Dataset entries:
____________________

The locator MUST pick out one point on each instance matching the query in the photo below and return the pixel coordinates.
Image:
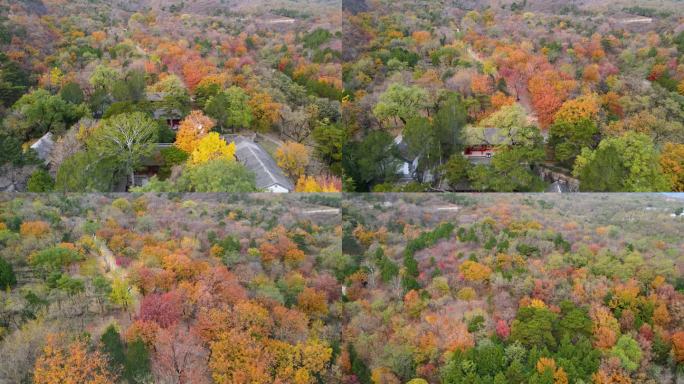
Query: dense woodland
(105, 77)
(522, 288)
(392, 289)
(590, 89)
(169, 289)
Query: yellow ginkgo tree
(212, 147)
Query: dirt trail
(524, 96)
(108, 260)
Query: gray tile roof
(257, 160)
(44, 147)
(485, 136)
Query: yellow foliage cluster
(192, 129)
(212, 147)
(318, 184)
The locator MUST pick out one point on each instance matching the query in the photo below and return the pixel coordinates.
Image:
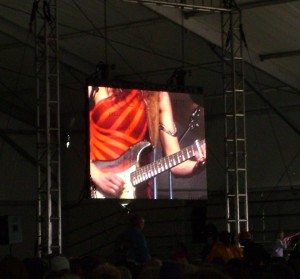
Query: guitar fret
(153, 169)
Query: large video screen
(145, 144)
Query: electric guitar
(127, 167)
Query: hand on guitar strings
(107, 183)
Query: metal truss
(235, 131)
(234, 102)
(195, 5)
(48, 128)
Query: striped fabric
(116, 123)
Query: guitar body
(128, 168)
(123, 167)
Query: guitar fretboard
(161, 165)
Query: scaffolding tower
(48, 128)
(234, 102)
(235, 126)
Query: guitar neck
(161, 165)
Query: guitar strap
(152, 103)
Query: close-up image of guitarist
(125, 127)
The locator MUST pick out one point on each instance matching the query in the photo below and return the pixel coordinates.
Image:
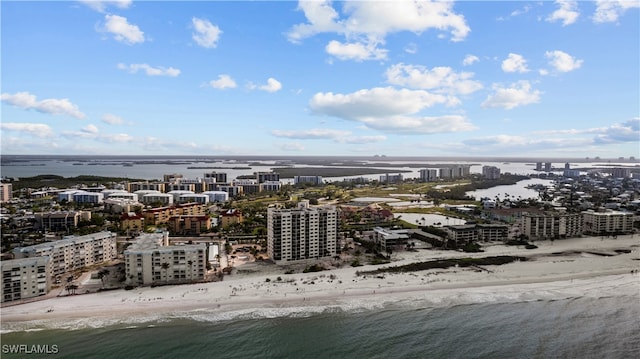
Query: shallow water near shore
(571, 327)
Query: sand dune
(565, 268)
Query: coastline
(568, 268)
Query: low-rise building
(462, 233)
(150, 260)
(162, 215)
(132, 222)
(551, 225)
(193, 225)
(490, 172)
(25, 278)
(492, 232)
(164, 199)
(61, 220)
(217, 196)
(314, 180)
(428, 175)
(230, 217)
(607, 222)
(385, 238)
(389, 178)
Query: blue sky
(401, 78)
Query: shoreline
(553, 271)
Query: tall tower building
(302, 233)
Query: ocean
(577, 327)
(154, 167)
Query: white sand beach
(590, 266)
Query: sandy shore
(566, 268)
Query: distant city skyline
(543, 79)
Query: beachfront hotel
(607, 222)
(74, 252)
(25, 278)
(150, 260)
(551, 225)
(6, 192)
(302, 233)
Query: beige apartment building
(24, 278)
(551, 225)
(73, 252)
(608, 222)
(150, 260)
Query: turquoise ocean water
(583, 327)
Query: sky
(321, 78)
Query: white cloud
(389, 110)
(206, 34)
(439, 79)
(116, 138)
(112, 119)
(470, 59)
(291, 146)
(356, 51)
(91, 132)
(316, 133)
(122, 30)
(101, 6)
(33, 129)
(619, 133)
(93, 129)
(611, 10)
(554, 140)
(518, 94)
(366, 24)
(272, 85)
(567, 12)
(562, 62)
(28, 101)
(519, 12)
(411, 48)
(514, 63)
(149, 70)
(359, 140)
(517, 144)
(338, 136)
(223, 82)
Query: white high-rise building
(302, 233)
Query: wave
(571, 290)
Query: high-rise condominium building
(302, 233)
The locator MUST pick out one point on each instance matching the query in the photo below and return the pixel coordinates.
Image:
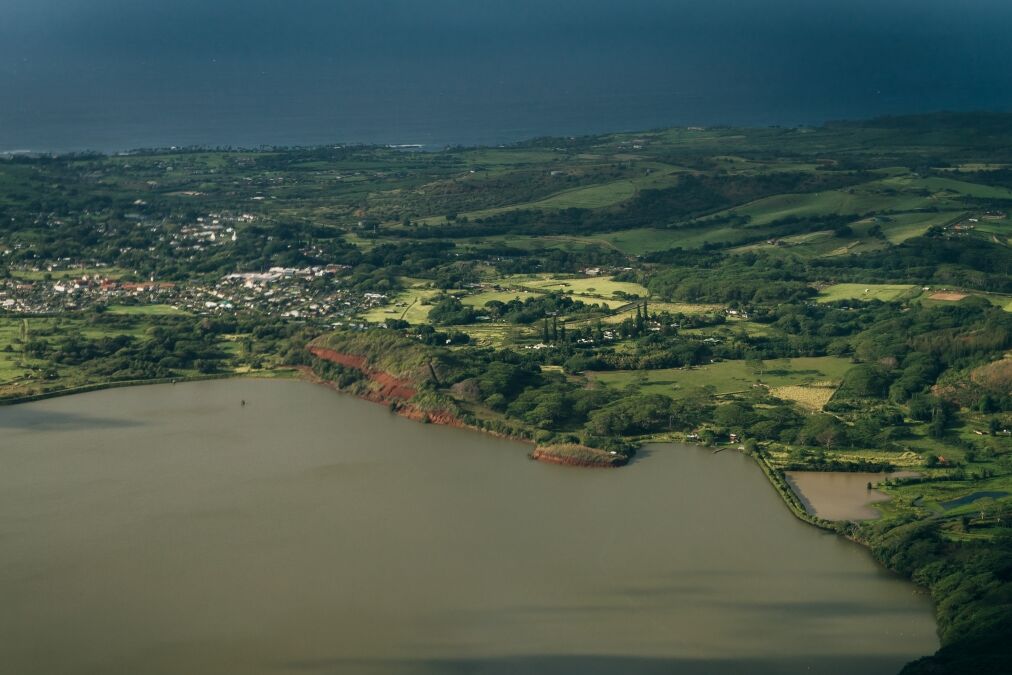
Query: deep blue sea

____________________

# The request
Can you write out the lines again, requests included, starting with the line that contains "Query: high-rise condominium building" and going on through the last line, shifting every coordinate in the answers by -40? Leave the pictures out.

# Answer
Query: high-rise condominium building
(262, 193)
The locator MUST pick out one point on each instance matching the query in the photo below and return the pixel coordinates.
Image:
Query: deep blue sea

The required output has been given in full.